_WHAT YOU SHOULD DO:_ Rewrite the entries below with every instance of "pasture" replaced by "meadow" and nothing else changed.

- - -

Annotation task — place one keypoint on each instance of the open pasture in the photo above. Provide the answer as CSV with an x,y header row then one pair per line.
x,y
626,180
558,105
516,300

- - -

_EXPECTED ANSWER:_
Annotation task — place one keypoint on each instance of the open meadow in the photo above. Provide the answer as CSV with an x,y header row then one pair per line.
x,y
626,180
558,105
516,300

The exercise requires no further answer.